Von Christian Stang
WIESBADEN - An der Bürgerversicherung scheiden sich die Geister. Die SPD ist offenbar entschlossen, die Einheitskrankenversicherung für alle zum zentralen Thema der Sondierungsgespräche über eine Neuauflage der Großen Koalition im Bund zu machen. In der Union stößt das auf entschiedenen Widerstand. Auch Ärzte und Wirtschaft in Hessen haben den SPD-Plänen eine klare Absage erteilt.
Die Einführung einer Bürgerversicherung wäre ein „Sargnagel für das System der ambulanten Versorgung“, erklärte der Vorstand der Kassenärztlichen Vereinigung Hessen (KVH). Die aktuelle Diskussion belaste bereits jetzt massiv die Entscheidung junger Ärzte, in die ambulante Versorgung zu gehen, sagten die KVH-Vorstände Frank Dastych und Eckhard Starke. Die Annahme, dass bei der Einführung einer Einheitsversicherung und Einheitsgebührenordnung die Honorare auf das Niveau der privaten Krankenversicherung (PKV) angehoben würden, sei vollkommen unrealistisch. Die Wirklichkeit sehe anders aus, so der Ärzteverband. Ohne die finanzielle Quersubventionierung aus der privaten Krankenversicherung hätten mit hoher Wahrscheinlichkeit zahlreiche Praxisinhaber in Hessen ihre Tätigkeit beenden müssen.

************

- Fragen zum Material:
• A. Schreiben Sie aus dem Artikel zur Bürgerversicherung den Abschnitt von „Die Einführung einer“ bis einschließlich „Tätigkeit beenden müssen.“ ab.
• B. Beantworten Sie anhand des Artikels zur Bürgerversicherung die folgenden Fragen:
(i) Welche Partei will die Bürgerversicherung zum zentralen Thema der Sondierungsgespräche machen?
(ii) Wie heißen die beiden zitierten KVH-Vorstände?
(iii) Als was bezeichnet der Vorstand der KVH die Einführung einer Bürgerversicherung?
• C. Bitte führen Sie den Artikel zur Bürgerversicherung ab seinem letzten Satz weiter.

************

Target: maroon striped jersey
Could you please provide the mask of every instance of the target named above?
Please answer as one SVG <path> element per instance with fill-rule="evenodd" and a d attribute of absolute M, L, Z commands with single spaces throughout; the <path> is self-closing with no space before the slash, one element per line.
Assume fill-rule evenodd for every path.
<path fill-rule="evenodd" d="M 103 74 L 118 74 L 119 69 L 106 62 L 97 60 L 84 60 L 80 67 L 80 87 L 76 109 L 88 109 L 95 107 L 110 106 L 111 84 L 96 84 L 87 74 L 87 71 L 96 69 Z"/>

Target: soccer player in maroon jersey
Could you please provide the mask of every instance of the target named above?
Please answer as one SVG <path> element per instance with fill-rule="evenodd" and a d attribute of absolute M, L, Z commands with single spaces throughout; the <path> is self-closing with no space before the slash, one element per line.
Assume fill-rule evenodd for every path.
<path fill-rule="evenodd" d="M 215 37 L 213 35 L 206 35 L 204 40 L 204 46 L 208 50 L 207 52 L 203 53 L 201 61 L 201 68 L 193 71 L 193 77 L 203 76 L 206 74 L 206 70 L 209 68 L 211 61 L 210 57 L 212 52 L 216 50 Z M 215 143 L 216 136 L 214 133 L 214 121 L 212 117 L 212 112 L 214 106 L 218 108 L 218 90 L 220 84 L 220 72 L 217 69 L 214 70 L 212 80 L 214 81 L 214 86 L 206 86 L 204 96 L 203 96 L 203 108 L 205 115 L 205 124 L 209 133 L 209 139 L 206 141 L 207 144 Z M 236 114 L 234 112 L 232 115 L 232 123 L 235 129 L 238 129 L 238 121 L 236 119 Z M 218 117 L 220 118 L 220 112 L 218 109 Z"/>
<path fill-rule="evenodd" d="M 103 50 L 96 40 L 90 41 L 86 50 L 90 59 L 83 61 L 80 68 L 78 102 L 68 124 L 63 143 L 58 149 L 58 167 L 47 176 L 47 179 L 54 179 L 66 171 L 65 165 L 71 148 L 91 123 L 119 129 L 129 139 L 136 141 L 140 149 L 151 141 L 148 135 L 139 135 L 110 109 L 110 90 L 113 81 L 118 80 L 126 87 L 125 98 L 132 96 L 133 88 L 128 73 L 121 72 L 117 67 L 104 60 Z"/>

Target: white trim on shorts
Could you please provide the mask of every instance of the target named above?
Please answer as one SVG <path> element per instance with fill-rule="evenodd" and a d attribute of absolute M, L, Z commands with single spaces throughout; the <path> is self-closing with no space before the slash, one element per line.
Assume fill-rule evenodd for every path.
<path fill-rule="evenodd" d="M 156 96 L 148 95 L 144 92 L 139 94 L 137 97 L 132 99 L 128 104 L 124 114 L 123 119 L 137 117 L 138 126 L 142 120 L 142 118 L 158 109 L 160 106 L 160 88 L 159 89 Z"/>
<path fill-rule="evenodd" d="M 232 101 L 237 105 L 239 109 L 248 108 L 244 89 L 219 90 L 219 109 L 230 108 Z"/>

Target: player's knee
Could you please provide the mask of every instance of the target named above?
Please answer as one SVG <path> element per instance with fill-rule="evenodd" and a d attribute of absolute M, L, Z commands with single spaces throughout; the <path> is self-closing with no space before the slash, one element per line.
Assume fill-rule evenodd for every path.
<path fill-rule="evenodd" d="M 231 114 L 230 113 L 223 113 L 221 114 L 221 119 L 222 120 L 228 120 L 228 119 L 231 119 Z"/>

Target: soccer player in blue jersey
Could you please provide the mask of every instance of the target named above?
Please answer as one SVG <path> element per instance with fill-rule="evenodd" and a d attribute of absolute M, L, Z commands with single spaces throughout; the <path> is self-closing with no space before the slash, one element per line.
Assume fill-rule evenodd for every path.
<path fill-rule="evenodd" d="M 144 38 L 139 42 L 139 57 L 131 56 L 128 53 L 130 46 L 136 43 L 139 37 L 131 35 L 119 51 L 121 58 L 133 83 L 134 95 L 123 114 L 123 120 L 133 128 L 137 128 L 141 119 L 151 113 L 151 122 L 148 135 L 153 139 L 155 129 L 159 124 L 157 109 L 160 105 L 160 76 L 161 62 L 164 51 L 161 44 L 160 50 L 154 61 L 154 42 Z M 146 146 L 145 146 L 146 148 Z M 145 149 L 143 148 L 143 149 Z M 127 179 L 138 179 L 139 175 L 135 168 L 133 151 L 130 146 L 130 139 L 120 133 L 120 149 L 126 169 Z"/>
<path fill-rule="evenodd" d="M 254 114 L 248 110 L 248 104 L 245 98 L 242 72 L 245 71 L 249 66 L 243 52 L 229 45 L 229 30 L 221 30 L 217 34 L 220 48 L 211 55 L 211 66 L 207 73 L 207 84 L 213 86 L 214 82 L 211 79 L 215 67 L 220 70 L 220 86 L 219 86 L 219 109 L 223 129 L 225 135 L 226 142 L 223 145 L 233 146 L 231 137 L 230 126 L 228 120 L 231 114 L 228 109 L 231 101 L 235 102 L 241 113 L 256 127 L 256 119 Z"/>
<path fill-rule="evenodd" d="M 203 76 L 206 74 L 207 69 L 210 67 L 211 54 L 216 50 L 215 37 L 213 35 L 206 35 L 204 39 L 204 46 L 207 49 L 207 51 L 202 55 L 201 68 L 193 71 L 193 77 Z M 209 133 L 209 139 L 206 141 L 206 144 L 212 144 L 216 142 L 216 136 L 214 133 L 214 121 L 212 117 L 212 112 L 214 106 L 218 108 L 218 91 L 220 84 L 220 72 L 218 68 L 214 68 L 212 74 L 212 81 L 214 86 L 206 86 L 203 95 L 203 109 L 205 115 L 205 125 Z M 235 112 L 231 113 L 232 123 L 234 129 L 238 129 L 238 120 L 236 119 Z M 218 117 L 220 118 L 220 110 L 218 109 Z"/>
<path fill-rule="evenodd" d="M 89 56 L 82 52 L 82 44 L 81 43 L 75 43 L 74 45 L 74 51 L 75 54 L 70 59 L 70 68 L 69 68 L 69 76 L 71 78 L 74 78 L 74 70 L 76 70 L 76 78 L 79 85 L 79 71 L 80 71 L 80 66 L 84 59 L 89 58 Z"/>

************

- Antworten je Aufgabe:
• A.
Die Einführung einer Bürgerversicherung wäre ein „Sargnagel für das System der ambulanten Versorgung“, erklärte der Vorstand der Kassenärztlichen Vereinigung Hessen (KVH). Die aktuelle Diskussion belaste bereits jetzt massiv die Entscheidung junger Ärzte, in die ambulante Versorgung zu gehen, sagten die KVH-Vorstände Frank Dastych und Eckhard Starke. Die Annahme, dass bei der Einführung einer Einheitsversicherung und Einheitsgebührenordnung die Honorare auf das Niveau der privaten Krankenversicherung (PKV) angehoben würden, sei vollkommen unrealistisch. Die Wirklichkeit sehe anders aus, so der Ärzteverband. Ohne die finanzielle Quersubventionierung aus der privaten Krankenversicherung hätten mit hoher Wahrscheinlichkeit zahlreiche Praxisinhaber in Hessen ihre Tätigkeit beenden müssen.

• B.
(i) Die SPD.
(ii) Frank Dastych und Eckhard Starke.
(iii) Als „Sargnagel für das System der ambulanten Versorgung“.

• C.
- EINHEITSLÖSUNG
Nach Plänen der SPD sollen in der Krankenversicherung zukünftig alle Bürger einheitlich in einer Bürgerversicherung versichert werden. Alle Neukunden sollen in die gesetzliche Krankenkasse gehen und derzeit Privatversicherte ein Wechselrecht erhalten. Derzeit sind etwa 8,8 Millionen Menschen in der privaten Krankenversicherung. Darunter 4,3 Millionen Beamte mit Angehörigen, außerdem Selbstständige sowie Angestellte mit einem Verdienst oberhalb der Versicherungspflichtgrenze von 4800 Euro Bruttoeinkommen.
Ohne die Privatversicherungen könne kaum noch eine Krankenkasse ihren Auftrag erfüllen. Die Vergütung für ambulante Leistungen der gesetzlichen Kassen müsste beim Wegfall der PKV um mindestens 30 Prozent erhöht werden. Dann müssten die Beiträge um ein bis zwei Prozent steigen. Andernfalls fehlten für die ambulante Versorgung in Hessen zwischen 450 und 600 Millionen Euro pro Jahr, erklärten Dastych und Starke.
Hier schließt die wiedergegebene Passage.